> _TASK TO CARRY OUT_
Reproduce every one of the records below word for word.

Saved entries
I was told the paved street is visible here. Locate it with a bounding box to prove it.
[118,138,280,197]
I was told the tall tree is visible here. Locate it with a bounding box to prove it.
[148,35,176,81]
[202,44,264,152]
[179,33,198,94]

> _RESULT BELOW_
I was told the paved street is visible here. Locate it with a bounding box to prove it.
[118,138,280,197]
I was told the tall tree is visible here. Locate it with a bounding box to prove it.
[148,35,176,81]
[202,44,264,152]
[179,33,198,94]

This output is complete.